◆ TASK DIRECTIONS
Your task is to output the listing word for word, with pictures excluded.

◆ MATERIAL SUPPLIED
____

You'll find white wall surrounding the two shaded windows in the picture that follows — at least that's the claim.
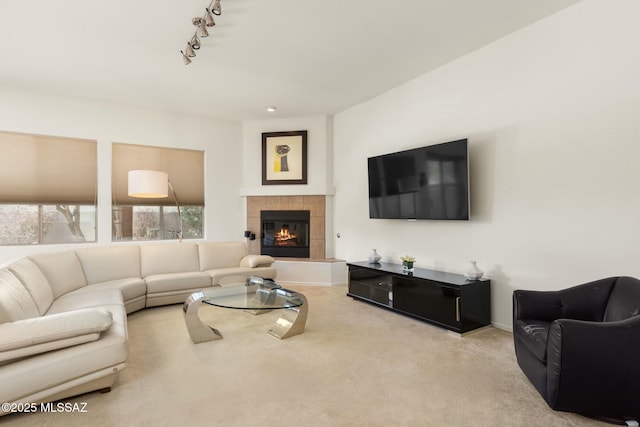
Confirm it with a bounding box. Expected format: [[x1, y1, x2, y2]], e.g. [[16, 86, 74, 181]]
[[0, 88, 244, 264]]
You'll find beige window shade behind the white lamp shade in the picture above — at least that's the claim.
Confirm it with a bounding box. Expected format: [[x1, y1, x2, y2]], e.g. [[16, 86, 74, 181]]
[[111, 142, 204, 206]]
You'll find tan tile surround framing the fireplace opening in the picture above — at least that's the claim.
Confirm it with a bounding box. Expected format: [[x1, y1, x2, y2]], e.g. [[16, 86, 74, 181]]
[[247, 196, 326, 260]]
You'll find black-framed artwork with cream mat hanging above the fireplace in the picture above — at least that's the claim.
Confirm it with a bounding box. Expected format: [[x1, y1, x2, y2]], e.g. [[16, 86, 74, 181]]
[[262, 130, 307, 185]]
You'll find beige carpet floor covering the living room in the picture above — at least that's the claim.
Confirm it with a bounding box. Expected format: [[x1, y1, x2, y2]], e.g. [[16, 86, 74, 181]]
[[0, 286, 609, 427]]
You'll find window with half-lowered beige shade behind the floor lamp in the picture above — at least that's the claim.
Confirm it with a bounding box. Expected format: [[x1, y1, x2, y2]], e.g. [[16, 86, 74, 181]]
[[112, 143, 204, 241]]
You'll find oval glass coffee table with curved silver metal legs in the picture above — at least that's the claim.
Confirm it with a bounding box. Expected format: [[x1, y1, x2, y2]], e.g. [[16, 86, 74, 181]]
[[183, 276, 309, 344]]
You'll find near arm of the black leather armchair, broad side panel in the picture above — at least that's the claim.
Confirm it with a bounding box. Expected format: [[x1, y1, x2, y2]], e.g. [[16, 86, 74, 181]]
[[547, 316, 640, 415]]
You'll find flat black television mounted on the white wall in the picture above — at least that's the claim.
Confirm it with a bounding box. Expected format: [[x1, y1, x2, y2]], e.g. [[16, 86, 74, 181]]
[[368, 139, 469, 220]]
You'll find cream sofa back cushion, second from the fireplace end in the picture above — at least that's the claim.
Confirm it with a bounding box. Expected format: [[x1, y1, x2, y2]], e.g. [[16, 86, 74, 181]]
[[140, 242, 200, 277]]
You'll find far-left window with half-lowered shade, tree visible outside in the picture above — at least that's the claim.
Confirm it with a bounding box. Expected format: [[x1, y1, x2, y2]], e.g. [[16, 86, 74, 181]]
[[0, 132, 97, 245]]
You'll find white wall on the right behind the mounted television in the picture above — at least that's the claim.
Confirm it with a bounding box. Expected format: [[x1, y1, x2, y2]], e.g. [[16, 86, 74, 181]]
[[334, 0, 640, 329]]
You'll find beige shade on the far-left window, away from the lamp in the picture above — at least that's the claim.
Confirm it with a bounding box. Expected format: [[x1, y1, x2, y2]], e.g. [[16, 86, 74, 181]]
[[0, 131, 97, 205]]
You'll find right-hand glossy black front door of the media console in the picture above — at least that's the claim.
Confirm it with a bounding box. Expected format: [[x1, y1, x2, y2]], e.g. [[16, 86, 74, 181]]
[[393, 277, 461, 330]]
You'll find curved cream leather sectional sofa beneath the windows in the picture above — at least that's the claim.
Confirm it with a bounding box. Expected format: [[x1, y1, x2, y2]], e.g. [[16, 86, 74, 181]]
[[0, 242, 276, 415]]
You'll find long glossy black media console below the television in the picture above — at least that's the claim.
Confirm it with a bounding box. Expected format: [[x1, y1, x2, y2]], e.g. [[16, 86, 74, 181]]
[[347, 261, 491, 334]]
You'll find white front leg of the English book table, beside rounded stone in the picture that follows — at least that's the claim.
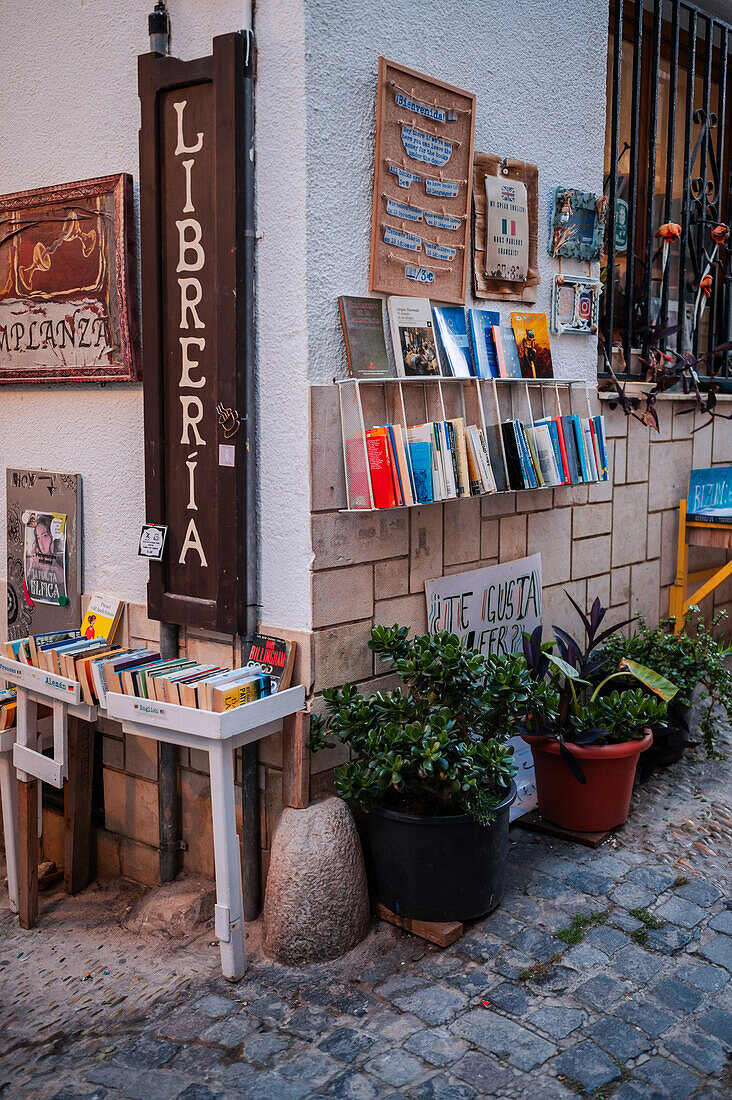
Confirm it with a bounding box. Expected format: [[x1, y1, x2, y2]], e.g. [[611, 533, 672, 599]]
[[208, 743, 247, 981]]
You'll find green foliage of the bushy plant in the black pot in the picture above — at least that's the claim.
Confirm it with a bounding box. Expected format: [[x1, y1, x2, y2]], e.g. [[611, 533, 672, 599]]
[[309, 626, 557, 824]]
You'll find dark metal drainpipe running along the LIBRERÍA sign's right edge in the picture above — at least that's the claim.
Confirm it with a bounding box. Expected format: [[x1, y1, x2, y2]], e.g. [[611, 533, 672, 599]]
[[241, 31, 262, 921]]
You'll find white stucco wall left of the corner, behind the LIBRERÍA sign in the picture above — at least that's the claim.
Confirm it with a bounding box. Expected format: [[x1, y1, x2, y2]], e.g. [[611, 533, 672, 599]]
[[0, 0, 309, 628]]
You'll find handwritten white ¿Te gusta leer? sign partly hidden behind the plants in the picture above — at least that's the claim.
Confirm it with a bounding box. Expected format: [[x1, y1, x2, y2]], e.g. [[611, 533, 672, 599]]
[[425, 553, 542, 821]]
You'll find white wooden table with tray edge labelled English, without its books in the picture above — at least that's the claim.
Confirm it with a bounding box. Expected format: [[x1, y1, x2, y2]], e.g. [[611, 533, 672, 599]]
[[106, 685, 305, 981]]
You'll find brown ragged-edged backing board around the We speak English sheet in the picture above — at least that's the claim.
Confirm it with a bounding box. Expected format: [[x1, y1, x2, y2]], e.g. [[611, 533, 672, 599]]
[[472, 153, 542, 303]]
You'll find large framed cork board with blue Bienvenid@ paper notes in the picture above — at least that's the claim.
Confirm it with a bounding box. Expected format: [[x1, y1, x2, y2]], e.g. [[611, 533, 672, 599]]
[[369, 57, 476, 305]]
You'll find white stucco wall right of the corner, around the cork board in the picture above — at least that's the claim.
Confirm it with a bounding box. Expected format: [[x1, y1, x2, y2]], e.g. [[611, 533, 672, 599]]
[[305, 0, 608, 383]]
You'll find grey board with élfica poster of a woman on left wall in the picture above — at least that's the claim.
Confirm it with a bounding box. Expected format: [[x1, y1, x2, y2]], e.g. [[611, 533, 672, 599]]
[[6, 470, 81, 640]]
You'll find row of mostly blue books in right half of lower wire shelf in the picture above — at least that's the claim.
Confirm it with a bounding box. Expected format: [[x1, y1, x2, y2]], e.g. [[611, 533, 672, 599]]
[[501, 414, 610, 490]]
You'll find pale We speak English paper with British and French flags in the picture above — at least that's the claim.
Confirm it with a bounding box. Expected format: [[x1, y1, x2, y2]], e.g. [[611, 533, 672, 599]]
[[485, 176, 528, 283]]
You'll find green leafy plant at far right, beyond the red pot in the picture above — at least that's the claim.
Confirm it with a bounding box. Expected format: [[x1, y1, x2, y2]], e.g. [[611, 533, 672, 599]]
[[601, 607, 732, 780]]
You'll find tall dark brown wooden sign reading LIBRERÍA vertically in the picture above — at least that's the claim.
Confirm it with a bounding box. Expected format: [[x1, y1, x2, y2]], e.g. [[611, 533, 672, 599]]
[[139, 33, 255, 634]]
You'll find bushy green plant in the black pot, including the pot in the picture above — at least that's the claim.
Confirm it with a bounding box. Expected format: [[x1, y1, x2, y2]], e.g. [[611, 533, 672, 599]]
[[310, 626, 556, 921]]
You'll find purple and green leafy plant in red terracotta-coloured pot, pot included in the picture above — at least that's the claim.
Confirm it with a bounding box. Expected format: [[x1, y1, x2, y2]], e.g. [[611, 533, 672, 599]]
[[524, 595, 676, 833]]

____

◆ ANSWER FOR THIS EXERCISE
You'll find white wall surrounding the two shaded windows in the picture that follows — at least that's the claim.
Confirm it with a bounding box. Expected format: [[x1, y1, x2, y2]], e.g. [[16, 86, 74, 181]]
[[0, 88, 244, 264]]
You'll find beige window shade behind the white lamp shade in the picture above — at least that's the claim.
Confirm it with a bounding box. Expected format: [[x1, y1, x2, y2]], e.g. [[16, 86, 74, 181]]
[[111, 142, 204, 206]]
You'll find tan tile surround framing the fireplace opening in the picture above — at least that's the claim.
Confirm it with a bounding box. Expected format: [[x1, y1, x2, y2]], e.g. [[16, 86, 74, 181]]
[[247, 196, 326, 260]]
You'll find black-framed artwork with cream mat hanging above the fireplace in the picture above — at least that's the claim.
Confirm it with a bounding box. Expected format: [[x1, y1, x2, y2]], e.g. [[16, 86, 74, 181]]
[[262, 130, 307, 185]]
You'll find beige carpet floor covering the living room in the picture above — at least that's the claim.
Confirm it with a bounding box. Expected format: [[x1, y1, x2, y2]], e.g. [[16, 86, 74, 181]]
[[0, 286, 609, 427]]
You'll find window with half-lowered beige shade behind the floor lamp in the picture above — at least that's the claim.
Confirm it with a bounding box. Expected format: [[x1, y1, x2, y2]], e.g. [[16, 86, 74, 181]]
[[112, 143, 204, 241]]
You'll find oval glass coffee table with curved silver metal legs in the picture above — at least that's the claim.
Confirm it with a bounding box. Expected format: [[x1, y1, x2, y2]], e.g. [[16, 86, 74, 181]]
[[183, 276, 309, 344]]
You'll find near arm of the black leather armchair, broad side panel in the picture above — at least that's the claim.
Confirm it with a bounding box. Expected format: [[x1, y1, x2, y2]], e.g. [[16, 86, 74, 181]]
[[547, 316, 640, 415]]
You'll find flat black television mounted on the white wall in the picture above — at least that's the claim.
Confirm it with a bounding box. Expected format: [[x1, y1, x2, y2]], e.g. [[16, 86, 74, 181]]
[[368, 139, 469, 220]]
You'll find cream sofa back cushion, second from the fireplace end in the picture above — at least that's the claim.
Confirm it with a bounding box. Expected format: [[x1, y1, x2, y2]], e.g. [[16, 86, 74, 181]]
[[140, 242, 200, 277]]
You'll find far-left window with half-lowered shade, tree visible outside in the picture above — at least that's the claim.
Confirm it with a bounding box. Expected format: [[x1, y1, x2, y2]], e.g. [[16, 86, 74, 181]]
[[0, 132, 97, 245]]
You'll find white wall on the right behind the mounted television in the picture above — at least that's the claim.
Confirm it with a bounding box. Expected format: [[x1, y1, x2, y2]], e.g. [[16, 86, 74, 181]]
[[334, 0, 640, 329]]
You'll find beige shade on the far-left window, away from the lamp in the picture above — at least that's the claim.
Confirm it with a bounding box. Expected format: [[x1, y1, x2, y2]], e.g. [[16, 86, 74, 181]]
[[0, 131, 97, 205]]
You'll find right-hand glossy black front door of the media console in the picture above — at least that's the claim.
Confirm it with a bounding box. Expected format: [[x1, y1, x2, y2]], e.g. [[16, 86, 74, 181]]
[[393, 277, 461, 330]]
You'll find curved cream leather sectional sofa beneath the windows in the picture above — at least that's the claim.
Confirm it with a bounding box. Expected format: [[x1, y1, x2, y2]], e.g. [[16, 86, 74, 181]]
[[0, 242, 276, 415]]
You'll find long glossy black media console below the television in the picture above — at least that's the claim.
Confirm it with a bounding box. Expected format: [[x1, y1, x2, y2]], e.g. [[16, 86, 74, 181]]
[[347, 261, 491, 334]]
You'll find white front leg of the English book table, beside rounded stone in the picture that follows — at least that's the claim.
Confirm it with a bounding box. Expected format: [[x1, y1, x2, y2]], e.g. [[611, 533, 672, 599]]
[[208, 743, 247, 981]]
You'll find green foliage of the bushy plant in the black pot in the picture above — at least that's the claim.
Confirm it with a bounding box. Expected format: [[x1, y1, x2, y2]], e.g. [[611, 533, 672, 599]]
[[309, 626, 557, 824]]
You'll find dark metal drainpipe running along the LIBRERÍA sign's right edge in the picture above — at least that's the claim.
Confirm it with a bounding box. Expected format: [[x1, y1, x2, y2]], e.g. [[611, 533, 672, 599]]
[[241, 31, 262, 921]]
You'll find white stucco wall left of the corner, behind the LIBRERÍA sign in the picture above — at least that's the claim.
Confirm it with a bounding box. Expected format: [[x1, y1, x2, y2]], e.g. [[611, 533, 672, 599]]
[[0, 0, 309, 628]]
You'll find handwritten white ¿Te gusta leer? sign partly hidden behind the plants in the picture above — at least that's the claim.
Confirm it with a bounding box. Expected format: [[x1, y1, x2, y2]], e.g. [[611, 533, 672, 599]]
[[425, 553, 542, 821]]
You'll find white wooden table with tray edge labelled English, without its books in the picture above — at least that's the claim.
Confirm it with a bounding box. Expected format: [[x1, y1, x2, y2]], e.g. [[611, 533, 672, 599]]
[[106, 685, 305, 981]]
You'll find brown ragged-edged backing board around the We speak English sheet in the picture above — at least that's the claim.
Confirm it with a bounding box. Expected format: [[x1, y1, x2, y2]], e.g. [[611, 533, 672, 599]]
[[472, 153, 542, 303]]
You'll find large framed cork board with blue Bienvenid@ paper notes in the picture above — at least that's the claim.
Confirm it with a bounding box. Expected format: [[x1, y1, x2, y2]], e.g. [[611, 533, 672, 599]]
[[369, 57, 476, 305]]
You'll find white stucco wall right of the corner, around the cork board in the picture above — at least that's the claim.
Confirm it with a bounding box. Expected format: [[x1, y1, x2, y2]], e.g. [[611, 533, 672, 599]]
[[305, 0, 608, 383]]
You'll find grey board with élfica poster of a woman on left wall in the picture above — at least that's the claim.
Confirm it with a bounding box. Expected format: [[x1, y1, x2, y2]], e.g. [[611, 533, 672, 599]]
[[6, 470, 81, 640]]
You'll find row of mostly blue books in right half of lower wire shelf in the picture above — at least that's the claim.
Confirm it with a bounding box. Expected format: [[x1, y1, x2, y2]], e.g. [[611, 533, 672, 599]]
[[501, 414, 610, 490]]
You'll find pale We speak English paper with British and French flags in the picture above — at least that's the claim.
Confirm it with a bounding box. Expected format: [[x1, y1, x2, y2]], e.g. [[611, 533, 672, 599]]
[[485, 176, 528, 283]]
You'll find green leafy plant at far right, beyond the red pot in the picture above — at least that's the claim.
Confirm it with a bounding box. Expected format: [[x1, y1, x2, y2]], e.g. [[611, 533, 672, 599]]
[[601, 607, 732, 780]]
You'll find tall dark brown wooden sign reading LIBRERÍA vertically in the picture above — at least that's the claim.
Confirm it with a bounding box. Expected format: [[x1, y1, x2, y2]], e.g. [[611, 533, 672, 599]]
[[139, 33, 255, 634]]
You'll find bushy green plant in the black pot, including the pot in the picture above — at least that's the claim.
Confirm it with a bounding box. Expected format: [[x1, y1, x2, y2]], e.g. [[611, 533, 672, 599]]
[[310, 626, 556, 921]]
You'll find purple and green leafy plant in red terracotta-coloured pot, pot included in the picture above — at least that's the claim.
Confirm it with a bounding box. Expected format: [[x1, y1, x2, y2]], e.g. [[611, 533, 672, 599]]
[[524, 595, 676, 833]]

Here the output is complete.